WORK INSTRUCTIONS
After locating the line that contains "Target: grey slate roof" in the data below, set down exactly that line and each one after it through the line that contains "Target: grass lawn", and nothing more.

Stored data entries

= Beginning of Section =

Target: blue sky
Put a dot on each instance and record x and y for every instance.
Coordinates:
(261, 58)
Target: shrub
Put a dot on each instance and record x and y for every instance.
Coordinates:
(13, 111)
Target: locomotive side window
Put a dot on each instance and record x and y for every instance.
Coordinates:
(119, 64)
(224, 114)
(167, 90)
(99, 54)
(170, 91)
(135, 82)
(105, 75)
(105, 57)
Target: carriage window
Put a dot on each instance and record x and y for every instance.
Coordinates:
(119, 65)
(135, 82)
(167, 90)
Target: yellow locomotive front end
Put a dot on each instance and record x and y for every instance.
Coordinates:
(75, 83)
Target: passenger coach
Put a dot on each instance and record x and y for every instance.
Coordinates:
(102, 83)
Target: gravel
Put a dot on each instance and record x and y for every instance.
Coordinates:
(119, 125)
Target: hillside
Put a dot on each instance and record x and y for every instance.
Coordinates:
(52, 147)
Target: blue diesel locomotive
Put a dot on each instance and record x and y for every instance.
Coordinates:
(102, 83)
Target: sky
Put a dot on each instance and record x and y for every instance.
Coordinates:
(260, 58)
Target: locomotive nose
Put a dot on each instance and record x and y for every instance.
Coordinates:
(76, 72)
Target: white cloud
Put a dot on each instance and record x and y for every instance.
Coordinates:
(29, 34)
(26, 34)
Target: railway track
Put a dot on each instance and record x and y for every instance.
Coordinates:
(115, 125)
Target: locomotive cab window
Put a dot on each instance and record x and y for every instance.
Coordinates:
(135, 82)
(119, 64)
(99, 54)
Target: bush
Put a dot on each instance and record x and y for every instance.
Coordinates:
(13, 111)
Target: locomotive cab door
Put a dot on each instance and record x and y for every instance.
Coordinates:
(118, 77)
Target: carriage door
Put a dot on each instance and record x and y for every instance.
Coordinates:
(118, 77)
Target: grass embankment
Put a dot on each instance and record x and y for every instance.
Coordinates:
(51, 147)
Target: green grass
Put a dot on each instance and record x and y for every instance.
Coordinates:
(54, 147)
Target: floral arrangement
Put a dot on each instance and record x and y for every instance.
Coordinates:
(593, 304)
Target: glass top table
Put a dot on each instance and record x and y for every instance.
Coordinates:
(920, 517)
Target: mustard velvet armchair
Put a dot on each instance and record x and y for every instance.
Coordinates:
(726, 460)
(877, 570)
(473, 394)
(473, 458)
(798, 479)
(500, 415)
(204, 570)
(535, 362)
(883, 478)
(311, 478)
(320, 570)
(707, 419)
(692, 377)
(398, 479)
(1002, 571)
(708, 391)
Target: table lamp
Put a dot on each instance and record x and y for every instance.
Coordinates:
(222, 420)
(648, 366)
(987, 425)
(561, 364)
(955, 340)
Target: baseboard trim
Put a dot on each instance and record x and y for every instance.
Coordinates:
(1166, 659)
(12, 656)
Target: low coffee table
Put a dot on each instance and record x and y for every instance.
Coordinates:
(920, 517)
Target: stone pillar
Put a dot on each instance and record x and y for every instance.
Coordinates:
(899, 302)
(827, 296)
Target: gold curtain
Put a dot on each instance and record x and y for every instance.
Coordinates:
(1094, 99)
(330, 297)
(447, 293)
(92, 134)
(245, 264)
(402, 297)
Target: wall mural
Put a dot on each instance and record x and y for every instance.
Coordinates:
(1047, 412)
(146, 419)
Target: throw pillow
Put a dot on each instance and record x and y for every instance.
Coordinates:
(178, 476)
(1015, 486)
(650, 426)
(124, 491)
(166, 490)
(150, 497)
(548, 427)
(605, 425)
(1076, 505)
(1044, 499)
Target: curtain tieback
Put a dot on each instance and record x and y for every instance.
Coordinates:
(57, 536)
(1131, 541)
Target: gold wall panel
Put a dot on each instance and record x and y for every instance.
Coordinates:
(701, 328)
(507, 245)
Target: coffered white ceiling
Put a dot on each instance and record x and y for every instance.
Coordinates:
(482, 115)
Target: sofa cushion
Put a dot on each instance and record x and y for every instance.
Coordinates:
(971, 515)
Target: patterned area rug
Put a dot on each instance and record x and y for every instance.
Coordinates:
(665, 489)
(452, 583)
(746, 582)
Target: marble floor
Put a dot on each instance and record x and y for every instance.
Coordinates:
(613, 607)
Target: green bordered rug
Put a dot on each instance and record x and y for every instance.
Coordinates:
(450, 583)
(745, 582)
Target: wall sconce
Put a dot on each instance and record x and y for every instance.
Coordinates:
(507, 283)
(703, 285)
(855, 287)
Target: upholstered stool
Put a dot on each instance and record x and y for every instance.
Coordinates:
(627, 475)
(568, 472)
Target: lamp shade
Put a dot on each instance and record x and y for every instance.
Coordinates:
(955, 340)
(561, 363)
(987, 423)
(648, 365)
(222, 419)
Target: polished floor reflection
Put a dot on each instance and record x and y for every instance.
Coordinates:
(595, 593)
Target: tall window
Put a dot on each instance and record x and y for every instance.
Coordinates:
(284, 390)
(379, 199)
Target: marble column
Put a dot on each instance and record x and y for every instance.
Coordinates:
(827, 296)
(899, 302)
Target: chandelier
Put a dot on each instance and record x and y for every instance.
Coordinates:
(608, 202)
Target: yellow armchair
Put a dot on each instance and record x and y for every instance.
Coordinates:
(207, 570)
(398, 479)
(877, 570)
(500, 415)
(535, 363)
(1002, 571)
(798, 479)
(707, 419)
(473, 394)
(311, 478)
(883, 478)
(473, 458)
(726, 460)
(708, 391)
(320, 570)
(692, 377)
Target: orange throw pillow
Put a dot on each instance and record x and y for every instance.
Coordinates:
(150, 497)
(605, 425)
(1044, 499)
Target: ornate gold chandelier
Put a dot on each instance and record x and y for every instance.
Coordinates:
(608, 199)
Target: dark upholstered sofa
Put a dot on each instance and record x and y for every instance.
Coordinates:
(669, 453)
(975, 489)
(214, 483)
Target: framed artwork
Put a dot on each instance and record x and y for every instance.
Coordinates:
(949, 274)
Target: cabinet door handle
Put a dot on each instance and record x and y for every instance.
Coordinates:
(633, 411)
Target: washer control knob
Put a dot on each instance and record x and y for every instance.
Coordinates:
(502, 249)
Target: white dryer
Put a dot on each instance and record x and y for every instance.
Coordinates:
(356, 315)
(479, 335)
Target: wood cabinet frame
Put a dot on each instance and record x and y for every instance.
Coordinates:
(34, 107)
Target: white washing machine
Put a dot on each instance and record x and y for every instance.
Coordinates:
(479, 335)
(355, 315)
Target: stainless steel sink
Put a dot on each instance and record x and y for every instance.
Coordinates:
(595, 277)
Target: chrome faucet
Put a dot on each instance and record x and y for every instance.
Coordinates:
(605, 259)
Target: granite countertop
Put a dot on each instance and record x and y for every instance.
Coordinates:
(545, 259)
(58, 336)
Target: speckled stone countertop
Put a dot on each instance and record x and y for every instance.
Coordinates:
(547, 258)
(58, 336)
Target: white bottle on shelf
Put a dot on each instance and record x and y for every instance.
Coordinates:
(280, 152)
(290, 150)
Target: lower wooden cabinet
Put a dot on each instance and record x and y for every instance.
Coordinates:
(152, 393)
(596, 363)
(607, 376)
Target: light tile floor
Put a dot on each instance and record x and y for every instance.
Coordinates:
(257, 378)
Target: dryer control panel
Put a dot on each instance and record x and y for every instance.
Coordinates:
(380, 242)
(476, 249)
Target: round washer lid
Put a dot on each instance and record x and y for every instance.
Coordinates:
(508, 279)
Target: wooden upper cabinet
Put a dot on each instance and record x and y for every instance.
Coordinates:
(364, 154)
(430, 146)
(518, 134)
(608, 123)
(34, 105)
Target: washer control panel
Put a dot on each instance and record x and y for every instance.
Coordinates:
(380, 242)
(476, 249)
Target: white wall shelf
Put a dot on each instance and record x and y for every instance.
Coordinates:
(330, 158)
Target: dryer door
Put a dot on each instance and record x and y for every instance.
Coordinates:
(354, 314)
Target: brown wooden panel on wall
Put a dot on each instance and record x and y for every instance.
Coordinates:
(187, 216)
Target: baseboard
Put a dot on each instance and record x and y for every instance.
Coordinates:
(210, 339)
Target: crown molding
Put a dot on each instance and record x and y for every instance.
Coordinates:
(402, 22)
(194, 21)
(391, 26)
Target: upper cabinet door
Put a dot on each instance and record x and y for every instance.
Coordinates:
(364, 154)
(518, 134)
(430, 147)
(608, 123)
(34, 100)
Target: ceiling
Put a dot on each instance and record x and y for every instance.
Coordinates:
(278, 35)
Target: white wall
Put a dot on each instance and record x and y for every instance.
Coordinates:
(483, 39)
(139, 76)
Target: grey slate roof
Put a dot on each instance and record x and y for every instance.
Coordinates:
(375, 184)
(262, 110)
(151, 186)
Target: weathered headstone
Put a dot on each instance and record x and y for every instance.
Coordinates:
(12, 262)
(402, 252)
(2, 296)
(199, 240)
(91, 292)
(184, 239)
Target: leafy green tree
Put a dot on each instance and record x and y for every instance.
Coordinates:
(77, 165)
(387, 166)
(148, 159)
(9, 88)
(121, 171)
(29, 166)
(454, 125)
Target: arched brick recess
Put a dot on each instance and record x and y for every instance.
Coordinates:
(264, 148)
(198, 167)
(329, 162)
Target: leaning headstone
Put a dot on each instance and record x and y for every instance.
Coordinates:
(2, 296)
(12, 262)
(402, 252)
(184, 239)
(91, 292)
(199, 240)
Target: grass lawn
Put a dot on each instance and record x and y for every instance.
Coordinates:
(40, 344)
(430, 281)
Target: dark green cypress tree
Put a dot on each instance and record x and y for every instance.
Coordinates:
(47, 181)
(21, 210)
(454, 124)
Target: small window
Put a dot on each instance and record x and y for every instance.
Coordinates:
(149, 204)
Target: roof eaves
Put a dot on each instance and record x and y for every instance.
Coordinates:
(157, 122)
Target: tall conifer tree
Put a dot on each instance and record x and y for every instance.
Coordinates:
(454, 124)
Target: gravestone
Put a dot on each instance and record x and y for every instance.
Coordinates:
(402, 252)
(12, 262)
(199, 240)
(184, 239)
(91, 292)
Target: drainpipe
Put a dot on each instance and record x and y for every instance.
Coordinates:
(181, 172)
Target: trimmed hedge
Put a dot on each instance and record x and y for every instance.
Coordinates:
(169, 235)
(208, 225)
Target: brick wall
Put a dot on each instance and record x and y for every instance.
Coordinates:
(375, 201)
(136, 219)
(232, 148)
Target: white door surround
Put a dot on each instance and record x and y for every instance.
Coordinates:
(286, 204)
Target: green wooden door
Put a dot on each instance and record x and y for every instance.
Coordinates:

= End of Section =

ANSWER
Target: grey slate roof
Put a dot on each instance and record x and y for every instance.
Coordinates:
(375, 184)
(262, 110)
(151, 186)
Target: weathered headstone
Put a dot on each instance and record x and y for every instance.
Coordinates:
(12, 262)
(402, 252)
(2, 296)
(199, 240)
(91, 292)
(184, 239)
Target: leafy green tree
Put a dot on each instance and record x and y for every instance.
Coordinates:
(77, 165)
(387, 166)
(148, 159)
(9, 88)
(121, 171)
(29, 166)
(454, 125)
Target: arched brick recess
Put a dot on each instance and record x and y for every instance.
Coordinates:
(264, 148)
(198, 167)
(329, 162)
Target: leaning headstone
Put a dot on each instance and record x and y for every instance.
Coordinates:
(2, 296)
(12, 262)
(402, 252)
(184, 239)
(91, 292)
(199, 240)
Target: grass lawn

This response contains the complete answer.